◆ **Your instructions**: Go through the entries below and tally the lines containing the string "tile"; report only the tally.

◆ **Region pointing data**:
━━━━━━

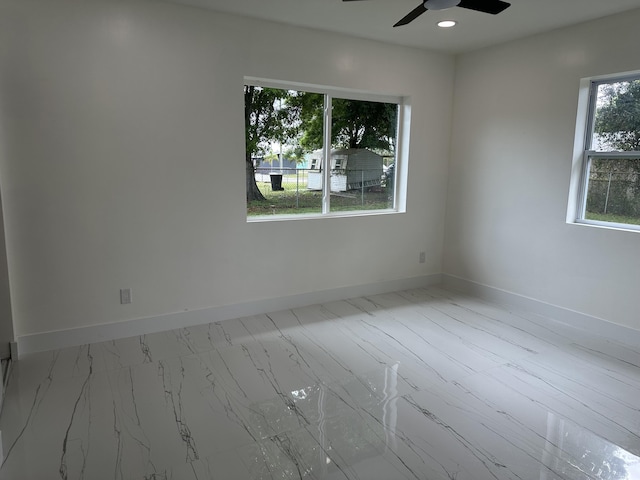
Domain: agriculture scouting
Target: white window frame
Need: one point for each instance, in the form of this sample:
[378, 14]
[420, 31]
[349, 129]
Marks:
[583, 154]
[401, 154]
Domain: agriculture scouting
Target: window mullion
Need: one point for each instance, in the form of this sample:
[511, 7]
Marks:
[326, 155]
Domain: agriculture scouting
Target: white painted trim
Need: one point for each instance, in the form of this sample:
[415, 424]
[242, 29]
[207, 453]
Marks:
[552, 312]
[98, 333]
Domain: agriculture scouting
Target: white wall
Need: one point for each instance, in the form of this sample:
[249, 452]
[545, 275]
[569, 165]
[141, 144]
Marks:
[122, 162]
[513, 138]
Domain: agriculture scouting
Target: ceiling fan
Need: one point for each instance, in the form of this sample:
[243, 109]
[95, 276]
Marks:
[487, 6]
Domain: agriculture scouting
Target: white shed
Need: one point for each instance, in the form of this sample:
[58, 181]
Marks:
[351, 169]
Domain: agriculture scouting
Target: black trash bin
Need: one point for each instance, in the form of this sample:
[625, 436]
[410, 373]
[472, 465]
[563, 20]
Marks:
[276, 182]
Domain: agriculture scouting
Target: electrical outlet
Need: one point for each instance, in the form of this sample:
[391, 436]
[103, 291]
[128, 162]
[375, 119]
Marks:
[125, 296]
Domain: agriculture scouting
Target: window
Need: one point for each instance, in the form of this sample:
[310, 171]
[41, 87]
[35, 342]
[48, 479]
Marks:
[355, 134]
[610, 185]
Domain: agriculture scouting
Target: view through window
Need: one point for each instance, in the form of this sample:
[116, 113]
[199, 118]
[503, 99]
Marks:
[287, 133]
[611, 185]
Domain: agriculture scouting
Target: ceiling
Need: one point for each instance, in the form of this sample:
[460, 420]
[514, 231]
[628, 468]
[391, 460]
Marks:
[374, 19]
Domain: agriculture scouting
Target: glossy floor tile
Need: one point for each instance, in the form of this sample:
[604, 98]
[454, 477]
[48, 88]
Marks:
[423, 384]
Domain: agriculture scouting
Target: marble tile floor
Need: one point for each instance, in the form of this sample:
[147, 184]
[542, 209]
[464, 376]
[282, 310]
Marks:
[423, 384]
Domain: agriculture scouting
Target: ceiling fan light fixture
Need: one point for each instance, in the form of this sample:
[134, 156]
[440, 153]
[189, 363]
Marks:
[447, 23]
[440, 4]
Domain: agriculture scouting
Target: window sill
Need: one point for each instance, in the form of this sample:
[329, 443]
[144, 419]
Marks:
[314, 216]
[608, 225]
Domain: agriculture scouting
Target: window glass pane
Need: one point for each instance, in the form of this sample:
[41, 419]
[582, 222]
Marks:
[613, 190]
[616, 126]
[363, 141]
[283, 169]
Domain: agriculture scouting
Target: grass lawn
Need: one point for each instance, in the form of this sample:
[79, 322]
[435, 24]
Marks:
[299, 200]
[607, 217]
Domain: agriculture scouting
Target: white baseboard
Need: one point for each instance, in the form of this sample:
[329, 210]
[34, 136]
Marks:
[46, 341]
[567, 316]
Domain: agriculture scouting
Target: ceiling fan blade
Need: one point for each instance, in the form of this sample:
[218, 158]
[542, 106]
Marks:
[411, 16]
[487, 6]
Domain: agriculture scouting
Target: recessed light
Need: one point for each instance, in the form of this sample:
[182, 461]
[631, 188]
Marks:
[447, 23]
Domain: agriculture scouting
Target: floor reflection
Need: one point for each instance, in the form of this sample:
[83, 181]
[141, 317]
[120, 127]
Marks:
[574, 453]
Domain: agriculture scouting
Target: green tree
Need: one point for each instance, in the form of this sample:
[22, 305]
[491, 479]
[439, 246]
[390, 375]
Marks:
[266, 120]
[617, 121]
[355, 123]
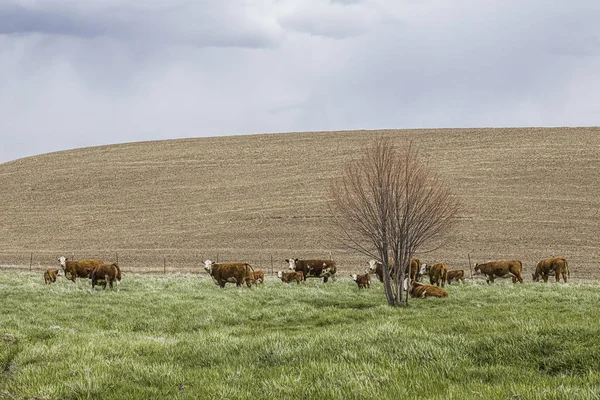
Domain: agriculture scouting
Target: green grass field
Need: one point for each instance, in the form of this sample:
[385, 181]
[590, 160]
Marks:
[158, 337]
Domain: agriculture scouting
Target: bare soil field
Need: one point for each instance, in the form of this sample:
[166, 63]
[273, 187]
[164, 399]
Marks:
[526, 193]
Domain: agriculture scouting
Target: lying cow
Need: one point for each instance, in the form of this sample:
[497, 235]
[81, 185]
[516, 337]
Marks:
[232, 272]
[363, 281]
[455, 274]
[556, 265]
[78, 269]
[257, 276]
[500, 269]
[313, 268]
[438, 273]
[421, 290]
[50, 276]
[106, 273]
[287, 277]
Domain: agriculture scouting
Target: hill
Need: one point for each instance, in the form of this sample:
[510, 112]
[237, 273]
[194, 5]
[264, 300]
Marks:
[527, 192]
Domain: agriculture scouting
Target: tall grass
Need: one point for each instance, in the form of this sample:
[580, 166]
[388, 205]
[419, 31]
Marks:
[183, 337]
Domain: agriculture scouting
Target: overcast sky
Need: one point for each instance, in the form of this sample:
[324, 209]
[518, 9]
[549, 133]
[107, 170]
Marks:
[79, 73]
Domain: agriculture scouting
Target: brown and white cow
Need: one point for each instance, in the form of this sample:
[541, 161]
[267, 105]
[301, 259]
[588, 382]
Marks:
[313, 268]
[363, 281]
[257, 276]
[500, 269]
[287, 277]
[556, 265]
[74, 269]
[232, 272]
[421, 290]
[437, 273]
[106, 273]
[455, 274]
[50, 276]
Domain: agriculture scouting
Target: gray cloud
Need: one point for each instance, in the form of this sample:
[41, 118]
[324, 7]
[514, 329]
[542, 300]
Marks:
[87, 73]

━━━━━━

◆ **Written reply**: 2